## 摘录
■ ■ ■

在家乡的斗牛场上,根据生相、装饰、斗功的威势技巧,每一头斗牛都被取有相应的好听的名字,“摇铃花旦”就是一头斗牛的大名。“花旦”的前额扎上头盔,饰绣球簪金花,中间是两根雉鸡尾毛,背插四面三角形旗子,从斗牛场的东龙门进去,西龙门出来,由牛主人牵着“扬场”,威风凛凛。开斗前,“花旦”头背上的装饰都被卸了下来,系在脖子上的红绳圈和绳圈上挂的一排铜铃就更加显眼。出场时,只见牛头摇晃,朝对方的斗牛直冲过去,铜铃齐齐响动。哥哥在宣传戏里男扮女角,让别人叫开这样一个绰号,难怪他要生气。
我也知道母亲的心事。才过上太平的日子,她害怕生活中的任何变故。朝鲜,不知在哪方天洲,听说一入秋就飘大雪,寒风能冻坏人的耳朵,且不说炮火连天的战场,就说那个冷,母亲也不愿意让哥哥到朝鲜去。

■ ■ ■

## 提取材料

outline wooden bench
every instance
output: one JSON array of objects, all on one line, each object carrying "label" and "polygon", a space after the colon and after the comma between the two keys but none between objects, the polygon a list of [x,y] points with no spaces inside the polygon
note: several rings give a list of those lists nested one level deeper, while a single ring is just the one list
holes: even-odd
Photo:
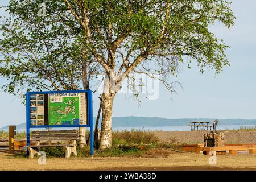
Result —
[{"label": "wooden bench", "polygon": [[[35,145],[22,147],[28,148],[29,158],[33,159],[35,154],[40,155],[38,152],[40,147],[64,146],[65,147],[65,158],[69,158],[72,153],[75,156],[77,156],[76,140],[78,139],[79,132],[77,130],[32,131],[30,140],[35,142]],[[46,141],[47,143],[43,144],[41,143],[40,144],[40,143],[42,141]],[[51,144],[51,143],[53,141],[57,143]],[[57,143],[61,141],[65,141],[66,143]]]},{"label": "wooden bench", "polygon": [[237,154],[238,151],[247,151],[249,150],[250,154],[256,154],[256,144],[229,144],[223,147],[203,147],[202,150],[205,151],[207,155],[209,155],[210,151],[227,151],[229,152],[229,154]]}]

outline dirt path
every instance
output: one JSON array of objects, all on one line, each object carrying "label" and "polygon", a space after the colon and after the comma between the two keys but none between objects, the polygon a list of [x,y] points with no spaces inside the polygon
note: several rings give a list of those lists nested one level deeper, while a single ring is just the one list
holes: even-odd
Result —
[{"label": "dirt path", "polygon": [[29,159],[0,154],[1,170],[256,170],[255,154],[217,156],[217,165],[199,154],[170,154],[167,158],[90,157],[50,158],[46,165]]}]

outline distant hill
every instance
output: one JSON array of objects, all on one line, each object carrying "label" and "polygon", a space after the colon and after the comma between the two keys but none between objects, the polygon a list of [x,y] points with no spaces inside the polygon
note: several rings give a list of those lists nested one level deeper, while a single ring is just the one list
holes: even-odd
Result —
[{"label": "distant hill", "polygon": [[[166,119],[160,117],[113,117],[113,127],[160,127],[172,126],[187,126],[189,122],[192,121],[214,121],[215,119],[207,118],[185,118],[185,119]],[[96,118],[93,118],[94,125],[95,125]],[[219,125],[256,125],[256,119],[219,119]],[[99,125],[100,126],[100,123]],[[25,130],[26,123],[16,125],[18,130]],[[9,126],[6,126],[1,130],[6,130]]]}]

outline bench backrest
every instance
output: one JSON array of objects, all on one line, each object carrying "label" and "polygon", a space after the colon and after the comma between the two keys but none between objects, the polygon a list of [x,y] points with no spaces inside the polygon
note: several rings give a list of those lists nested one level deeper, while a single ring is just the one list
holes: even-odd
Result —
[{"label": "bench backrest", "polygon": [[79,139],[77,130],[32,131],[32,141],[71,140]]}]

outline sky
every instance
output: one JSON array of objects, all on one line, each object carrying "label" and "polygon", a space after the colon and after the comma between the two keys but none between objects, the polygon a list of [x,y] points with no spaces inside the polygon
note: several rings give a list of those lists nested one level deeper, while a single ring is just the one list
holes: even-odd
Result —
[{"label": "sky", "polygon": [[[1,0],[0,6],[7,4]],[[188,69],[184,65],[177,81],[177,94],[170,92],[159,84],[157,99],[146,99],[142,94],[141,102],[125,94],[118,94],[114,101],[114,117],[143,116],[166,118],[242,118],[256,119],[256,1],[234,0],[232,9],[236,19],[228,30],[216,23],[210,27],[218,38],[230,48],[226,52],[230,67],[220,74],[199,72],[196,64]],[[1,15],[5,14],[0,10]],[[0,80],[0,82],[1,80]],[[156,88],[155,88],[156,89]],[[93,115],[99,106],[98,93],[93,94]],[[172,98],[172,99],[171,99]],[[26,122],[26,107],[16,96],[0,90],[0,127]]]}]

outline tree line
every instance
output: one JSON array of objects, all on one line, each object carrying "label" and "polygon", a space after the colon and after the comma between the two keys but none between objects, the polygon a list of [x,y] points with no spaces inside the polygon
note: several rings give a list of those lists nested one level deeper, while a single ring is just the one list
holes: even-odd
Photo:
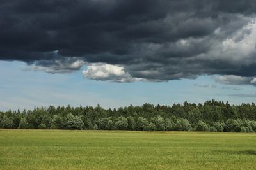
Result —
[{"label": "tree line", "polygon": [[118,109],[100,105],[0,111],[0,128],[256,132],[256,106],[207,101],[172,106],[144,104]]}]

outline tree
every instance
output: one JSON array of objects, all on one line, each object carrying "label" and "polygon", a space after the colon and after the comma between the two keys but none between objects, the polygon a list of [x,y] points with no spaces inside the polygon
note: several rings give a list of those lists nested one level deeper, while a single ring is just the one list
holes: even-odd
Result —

■ ■ ■

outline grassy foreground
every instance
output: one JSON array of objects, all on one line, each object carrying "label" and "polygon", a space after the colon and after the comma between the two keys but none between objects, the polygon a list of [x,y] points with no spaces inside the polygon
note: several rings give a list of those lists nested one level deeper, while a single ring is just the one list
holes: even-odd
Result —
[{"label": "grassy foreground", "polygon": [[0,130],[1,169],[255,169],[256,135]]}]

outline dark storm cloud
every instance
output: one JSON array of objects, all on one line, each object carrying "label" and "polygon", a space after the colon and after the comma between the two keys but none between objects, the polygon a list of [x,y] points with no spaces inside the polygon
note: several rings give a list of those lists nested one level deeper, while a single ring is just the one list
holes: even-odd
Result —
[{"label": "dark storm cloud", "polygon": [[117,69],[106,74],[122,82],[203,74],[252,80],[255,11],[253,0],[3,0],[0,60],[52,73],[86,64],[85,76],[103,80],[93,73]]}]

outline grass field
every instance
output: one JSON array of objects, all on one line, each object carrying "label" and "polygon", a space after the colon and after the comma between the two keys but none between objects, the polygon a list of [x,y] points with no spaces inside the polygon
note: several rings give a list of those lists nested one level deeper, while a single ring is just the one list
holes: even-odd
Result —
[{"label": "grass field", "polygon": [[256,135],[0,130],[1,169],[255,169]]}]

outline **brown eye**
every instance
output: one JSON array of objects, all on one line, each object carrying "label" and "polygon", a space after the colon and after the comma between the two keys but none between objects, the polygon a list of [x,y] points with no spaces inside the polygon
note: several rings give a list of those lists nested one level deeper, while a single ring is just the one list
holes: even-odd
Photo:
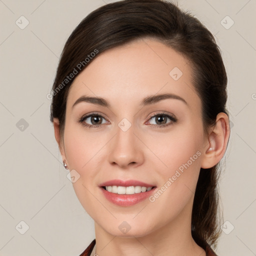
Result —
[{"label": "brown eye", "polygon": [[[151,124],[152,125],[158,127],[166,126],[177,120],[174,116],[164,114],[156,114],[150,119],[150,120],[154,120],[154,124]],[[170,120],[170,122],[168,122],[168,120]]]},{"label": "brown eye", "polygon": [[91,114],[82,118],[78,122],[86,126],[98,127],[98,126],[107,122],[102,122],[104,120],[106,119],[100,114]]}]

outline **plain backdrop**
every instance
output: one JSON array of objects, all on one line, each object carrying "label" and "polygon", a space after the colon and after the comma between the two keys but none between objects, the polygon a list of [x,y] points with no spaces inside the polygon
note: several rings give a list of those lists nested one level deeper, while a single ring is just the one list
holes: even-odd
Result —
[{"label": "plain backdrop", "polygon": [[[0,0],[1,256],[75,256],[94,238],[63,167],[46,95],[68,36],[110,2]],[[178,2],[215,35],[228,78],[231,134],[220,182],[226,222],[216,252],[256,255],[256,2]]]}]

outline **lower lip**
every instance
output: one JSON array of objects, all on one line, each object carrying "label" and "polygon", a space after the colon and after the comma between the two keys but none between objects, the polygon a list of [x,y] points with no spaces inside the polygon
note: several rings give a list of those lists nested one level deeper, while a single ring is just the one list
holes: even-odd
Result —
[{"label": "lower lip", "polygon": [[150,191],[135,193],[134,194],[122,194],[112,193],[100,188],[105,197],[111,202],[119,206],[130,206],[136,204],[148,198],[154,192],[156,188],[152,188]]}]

■ ■ ■

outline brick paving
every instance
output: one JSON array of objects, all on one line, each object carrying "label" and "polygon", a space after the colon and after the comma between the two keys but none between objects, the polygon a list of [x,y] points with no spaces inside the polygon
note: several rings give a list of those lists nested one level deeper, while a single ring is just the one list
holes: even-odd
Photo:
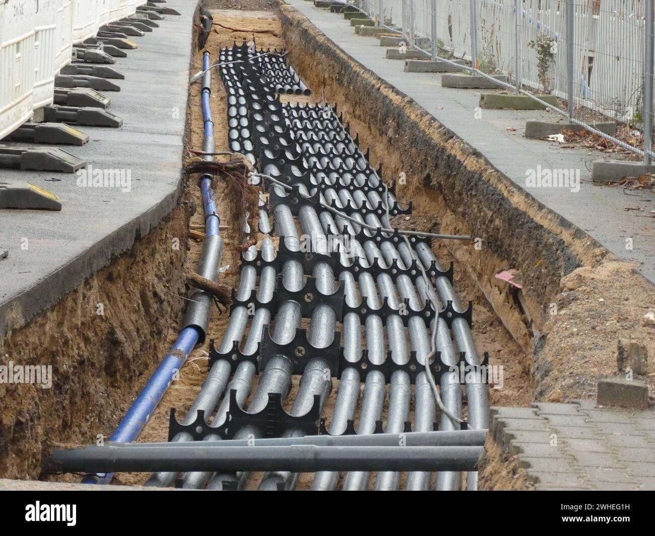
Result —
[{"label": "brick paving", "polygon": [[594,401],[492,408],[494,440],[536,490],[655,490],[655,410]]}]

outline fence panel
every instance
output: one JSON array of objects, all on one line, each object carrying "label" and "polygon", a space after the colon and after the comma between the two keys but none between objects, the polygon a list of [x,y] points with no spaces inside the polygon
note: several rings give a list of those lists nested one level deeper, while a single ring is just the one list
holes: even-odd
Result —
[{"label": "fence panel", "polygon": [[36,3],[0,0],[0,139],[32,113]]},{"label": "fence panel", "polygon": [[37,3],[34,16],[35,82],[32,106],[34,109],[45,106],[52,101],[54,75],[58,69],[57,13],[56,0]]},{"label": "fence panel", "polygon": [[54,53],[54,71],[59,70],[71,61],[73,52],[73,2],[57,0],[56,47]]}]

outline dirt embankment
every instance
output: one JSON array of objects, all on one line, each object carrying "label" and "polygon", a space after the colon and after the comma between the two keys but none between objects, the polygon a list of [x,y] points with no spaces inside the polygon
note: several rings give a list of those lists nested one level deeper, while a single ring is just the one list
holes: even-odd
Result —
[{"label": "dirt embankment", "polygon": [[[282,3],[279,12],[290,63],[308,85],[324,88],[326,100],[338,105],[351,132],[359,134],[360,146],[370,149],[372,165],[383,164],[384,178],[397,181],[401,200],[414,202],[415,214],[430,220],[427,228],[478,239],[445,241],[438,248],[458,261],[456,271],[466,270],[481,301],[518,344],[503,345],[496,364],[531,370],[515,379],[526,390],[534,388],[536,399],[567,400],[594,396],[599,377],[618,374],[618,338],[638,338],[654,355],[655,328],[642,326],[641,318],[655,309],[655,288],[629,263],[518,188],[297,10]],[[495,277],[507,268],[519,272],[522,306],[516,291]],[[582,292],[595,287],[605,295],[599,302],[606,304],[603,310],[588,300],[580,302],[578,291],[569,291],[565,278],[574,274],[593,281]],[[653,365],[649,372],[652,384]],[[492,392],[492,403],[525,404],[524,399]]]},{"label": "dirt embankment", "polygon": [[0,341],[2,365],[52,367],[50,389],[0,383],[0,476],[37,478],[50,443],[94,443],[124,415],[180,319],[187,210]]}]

■ ■ ■

## 任务指令
请逐字输出摘录中的一段文字，自“在家乡的斗牛场上,根据生相、”起，一直到“母亲也不愿意让哥哥到朝鲜去。”为止。

## 输出结果
在家乡的斗牛场上,根据生相、装饰、斗功的威势技巧,每一头斗牛都被取有相应的好听的名字,“摇铃花旦”就是一头斗牛的大名。“花旦”的前额扎上头盔,饰绣球簪金花,中间是两根雉鸡尾毛,背插四面三角形旗子,从斗牛场的东龙门进去,西龙门出来,由牛主人牵着“扬场”,威风凛凛。开斗前,“花旦”头背上的装饰都被卸了下来,系在脖子上的红绳圈和绳圈上挂的一排铜铃就更加显眼。出场时,只见牛头摇晃,朝对方的斗牛直冲过去,铜铃齐齐响动。哥哥在宣传戏里男扮女角,让别人叫开这样一个绰号,难怪他要生气。
我也知道母亲的心事。才过上太平的日子,她害怕生活中的任何变故。朝鲜,不知在哪方天洲,听说一入秋就飘大雪,寒风能冻坏人的耳朵,且不说炮火连天的战场,就说那个冷,母亲也不愿意让哥哥到朝鲜去。